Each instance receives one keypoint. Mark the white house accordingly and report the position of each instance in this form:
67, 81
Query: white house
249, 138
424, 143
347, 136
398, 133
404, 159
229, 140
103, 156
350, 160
****************
▶ [Aim]: Copy out the records above line for line, without changing anything.

▶ [Result]:
Each instance receives one keypoint. Mark the white house accordingly and report the position of each instance in this form:
67, 81
Query: white house
249, 138
424, 143
347, 136
398, 133
404, 159
229, 140
103, 156
350, 160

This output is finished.